* _Records to process_
====================
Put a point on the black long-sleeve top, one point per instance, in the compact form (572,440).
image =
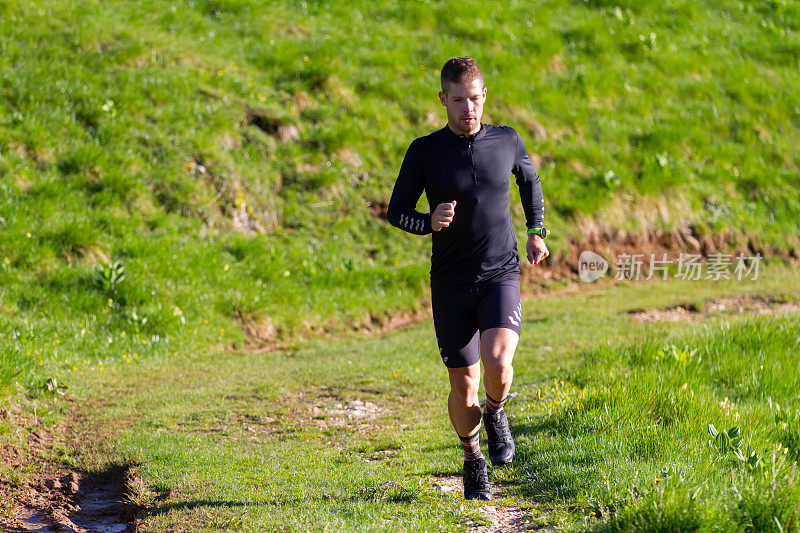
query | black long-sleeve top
(475,171)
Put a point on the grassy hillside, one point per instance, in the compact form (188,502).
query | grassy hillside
(235,156)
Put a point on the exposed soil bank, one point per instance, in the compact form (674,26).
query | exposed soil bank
(55,498)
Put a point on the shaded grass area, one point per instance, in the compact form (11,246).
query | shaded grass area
(238,166)
(351,434)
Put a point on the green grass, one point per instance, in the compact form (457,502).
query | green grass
(242,441)
(138,132)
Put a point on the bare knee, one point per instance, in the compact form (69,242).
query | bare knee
(464,389)
(498,365)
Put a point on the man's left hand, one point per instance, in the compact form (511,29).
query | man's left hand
(536,248)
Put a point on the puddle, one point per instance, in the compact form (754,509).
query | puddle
(73,503)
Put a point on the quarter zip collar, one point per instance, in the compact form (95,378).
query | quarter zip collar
(467,138)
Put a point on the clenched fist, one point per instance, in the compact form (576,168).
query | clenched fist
(442,216)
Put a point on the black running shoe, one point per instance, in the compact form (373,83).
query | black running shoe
(476,480)
(501,444)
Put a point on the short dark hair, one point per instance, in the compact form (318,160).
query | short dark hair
(458,69)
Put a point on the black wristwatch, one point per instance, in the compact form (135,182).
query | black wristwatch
(541,232)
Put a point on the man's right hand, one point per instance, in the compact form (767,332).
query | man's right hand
(443,215)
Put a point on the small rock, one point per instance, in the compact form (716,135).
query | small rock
(288,132)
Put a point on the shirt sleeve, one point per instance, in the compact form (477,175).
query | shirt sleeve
(408,188)
(530,188)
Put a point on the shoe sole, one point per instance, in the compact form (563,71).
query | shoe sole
(501,463)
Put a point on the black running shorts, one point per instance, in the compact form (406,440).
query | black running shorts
(461,315)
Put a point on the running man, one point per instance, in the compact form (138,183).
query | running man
(465,171)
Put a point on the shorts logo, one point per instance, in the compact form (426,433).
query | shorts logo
(516,317)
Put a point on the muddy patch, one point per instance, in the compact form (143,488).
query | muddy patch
(745,304)
(321,409)
(47,496)
(348,413)
(75,502)
(494,518)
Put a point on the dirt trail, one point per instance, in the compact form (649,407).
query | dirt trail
(74,503)
(55,498)
(751,304)
(498,518)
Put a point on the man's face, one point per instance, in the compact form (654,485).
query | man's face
(464,102)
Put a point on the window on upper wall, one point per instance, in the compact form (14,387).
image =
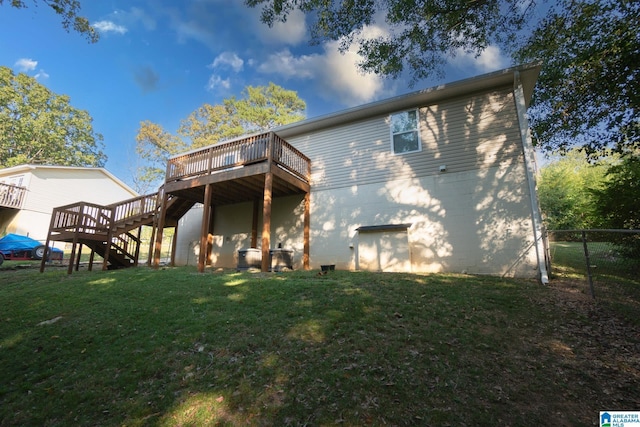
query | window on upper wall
(405,136)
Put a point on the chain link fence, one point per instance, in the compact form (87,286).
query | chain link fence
(606,261)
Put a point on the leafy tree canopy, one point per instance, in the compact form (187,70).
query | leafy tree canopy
(421,35)
(259,109)
(68,10)
(40,127)
(587,94)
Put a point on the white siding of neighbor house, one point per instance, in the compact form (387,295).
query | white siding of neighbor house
(48,188)
(475,217)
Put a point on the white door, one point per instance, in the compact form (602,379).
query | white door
(384,251)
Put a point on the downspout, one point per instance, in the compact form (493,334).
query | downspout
(530,164)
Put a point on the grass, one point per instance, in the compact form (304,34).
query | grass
(173,347)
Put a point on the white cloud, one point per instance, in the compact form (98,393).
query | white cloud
(336,74)
(41,75)
(26,64)
(216,81)
(109,27)
(491,59)
(228,59)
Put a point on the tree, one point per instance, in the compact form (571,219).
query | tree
(261,108)
(565,191)
(68,10)
(588,93)
(618,204)
(41,127)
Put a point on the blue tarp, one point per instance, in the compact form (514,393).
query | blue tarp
(16,242)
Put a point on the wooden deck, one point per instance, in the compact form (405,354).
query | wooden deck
(257,168)
(237,170)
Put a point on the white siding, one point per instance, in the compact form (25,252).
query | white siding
(50,187)
(475,217)
(232,231)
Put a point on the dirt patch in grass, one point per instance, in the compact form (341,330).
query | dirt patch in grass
(599,346)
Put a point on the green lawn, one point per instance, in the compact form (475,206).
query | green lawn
(173,347)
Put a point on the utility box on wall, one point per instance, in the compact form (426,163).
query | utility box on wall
(279,259)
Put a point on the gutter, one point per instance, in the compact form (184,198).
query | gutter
(530,163)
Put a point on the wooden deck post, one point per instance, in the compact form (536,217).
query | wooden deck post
(107,250)
(91,257)
(204,231)
(46,245)
(307,216)
(78,257)
(254,224)
(266,221)
(158,240)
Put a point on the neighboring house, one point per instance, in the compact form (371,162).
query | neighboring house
(44,187)
(439,180)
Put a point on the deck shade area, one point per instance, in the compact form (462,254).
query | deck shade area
(11,196)
(252,169)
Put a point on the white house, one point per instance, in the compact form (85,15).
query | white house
(438,180)
(44,187)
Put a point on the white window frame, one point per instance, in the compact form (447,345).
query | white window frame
(416,130)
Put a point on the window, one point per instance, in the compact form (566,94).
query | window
(405,137)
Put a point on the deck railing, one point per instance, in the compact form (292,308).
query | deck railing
(90,218)
(237,154)
(11,196)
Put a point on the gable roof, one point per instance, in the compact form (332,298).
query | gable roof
(28,168)
(498,79)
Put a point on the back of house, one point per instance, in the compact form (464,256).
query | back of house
(440,180)
(46,187)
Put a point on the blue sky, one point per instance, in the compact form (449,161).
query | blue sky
(159,60)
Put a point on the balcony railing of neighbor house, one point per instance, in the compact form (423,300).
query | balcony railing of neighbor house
(11,196)
(237,154)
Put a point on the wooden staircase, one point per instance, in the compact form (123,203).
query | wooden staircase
(111,231)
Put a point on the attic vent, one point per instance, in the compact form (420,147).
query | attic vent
(385,227)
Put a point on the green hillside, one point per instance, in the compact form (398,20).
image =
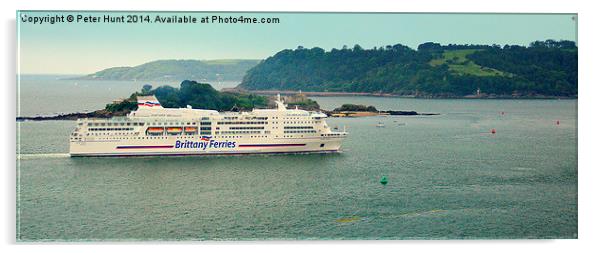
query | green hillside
(458,64)
(544,68)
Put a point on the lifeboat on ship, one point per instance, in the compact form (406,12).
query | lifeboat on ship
(190,130)
(174,130)
(155,130)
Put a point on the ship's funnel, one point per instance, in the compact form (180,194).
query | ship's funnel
(148,102)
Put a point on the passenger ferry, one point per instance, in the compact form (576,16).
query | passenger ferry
(152,130)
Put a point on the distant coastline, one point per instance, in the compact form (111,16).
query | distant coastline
(348,94)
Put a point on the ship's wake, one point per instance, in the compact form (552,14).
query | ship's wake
(41,156)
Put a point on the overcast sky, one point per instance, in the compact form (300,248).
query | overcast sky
(81,48)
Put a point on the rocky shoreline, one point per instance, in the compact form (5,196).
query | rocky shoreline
(74,116)
(378,94)
(105,114)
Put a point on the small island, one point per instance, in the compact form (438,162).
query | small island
(352,110)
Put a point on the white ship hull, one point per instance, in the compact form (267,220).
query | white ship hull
(155,131)
(177,146)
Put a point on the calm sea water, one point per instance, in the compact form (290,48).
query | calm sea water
(448,178)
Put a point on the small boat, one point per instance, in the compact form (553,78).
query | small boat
(174,130)
(155,130)
(190,129)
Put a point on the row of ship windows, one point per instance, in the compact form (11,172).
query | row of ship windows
(112,129)
(299,131)
(298,127)
(252,118)
(242,122)
(244,128)
(240,132)
(202,123)
(177,133)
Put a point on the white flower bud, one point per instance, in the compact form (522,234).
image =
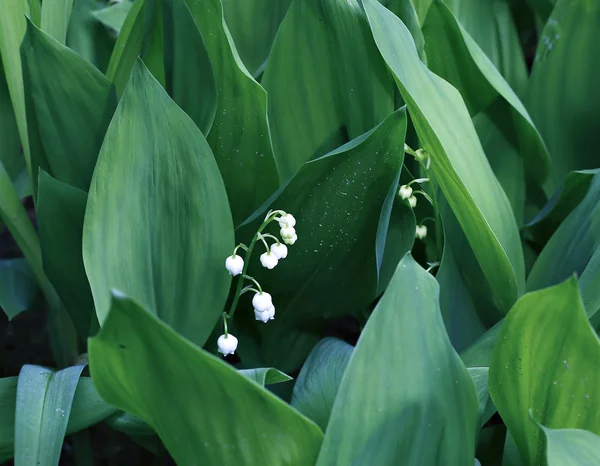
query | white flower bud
(268,260)
(287,220)
(262,301)
(291,240)
(280,250)
(234,264)
(227,344)
(405,191)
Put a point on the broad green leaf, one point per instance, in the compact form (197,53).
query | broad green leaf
(157,223)
(113,16)
(563,96)
(55,18)
(12,30)
(572,245)
(189,78)
(332,89)
(557,382)
(240,136)
(69,105)
(18,288)
(144,367)
(319,379)
(43,407)
(458,163)
(453,55)
(87,409)
(390,408)
(253,25)
(571,447)
(60,212)
(332,269)
(265,376)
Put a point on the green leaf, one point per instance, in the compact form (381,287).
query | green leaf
(190,80)
(55,18)
(139,364)
(157,223)
(69,105)
(391,409)
(318,382)
(571,447)
(44,400)
(265,376)
(572,245)
(87,409)
(18,288)
(558,381)
(60,213)
(113,16)
(332,270)
(333,88)
(563,96)
(458,164)
(253,25)
(453,55)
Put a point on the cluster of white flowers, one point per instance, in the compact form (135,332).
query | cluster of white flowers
(264,310)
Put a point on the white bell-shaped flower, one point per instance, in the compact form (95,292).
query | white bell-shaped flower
(405,191)
(227,344)
(280,250)
(262,301)
(268,260)
(287,220)
(234,265)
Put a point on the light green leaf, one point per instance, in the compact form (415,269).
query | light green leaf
(458,163)
(55,18)
(113,16)
(44,400)
(557,381)
(69,106)
(563,97)
(189,78)
(253,25)
(139,364)
(60,212)
(157,223)
(18,288)
(318,382)
(391,409)
(571,447)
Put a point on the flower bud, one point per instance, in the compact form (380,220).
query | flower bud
(405,191)
(234,265)
(262,301)
(268,260)
(227,344)
(280,250)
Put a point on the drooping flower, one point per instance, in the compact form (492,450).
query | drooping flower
(234,265)
(268,260)
(421,231)
(227,344)
(280,250)
(405,192)
(262,301)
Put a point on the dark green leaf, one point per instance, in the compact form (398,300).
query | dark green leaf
(391,409)
(157,223)
(139,364)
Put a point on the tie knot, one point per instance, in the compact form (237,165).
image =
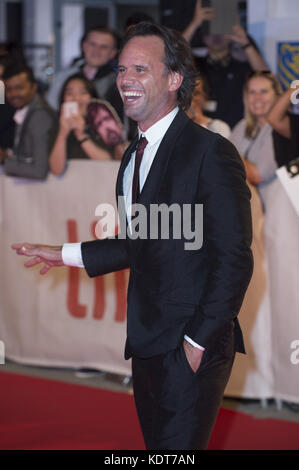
====================
* _Problem to work on_
Rewrite every line from the one containing "Put a point on the dark" through the final line above, both ends included, shifting each point coordinate in the answers by -74 and leaving the pictures out.

* _Reply_
Put a point on the dark green leaf, one point per instance, in the compact form (398,300).
query | dark green leaf
(317,335)
(83,149)
(65,290)
Put a point on the tie knot, one point per instance, in the compact form (237,165).
image =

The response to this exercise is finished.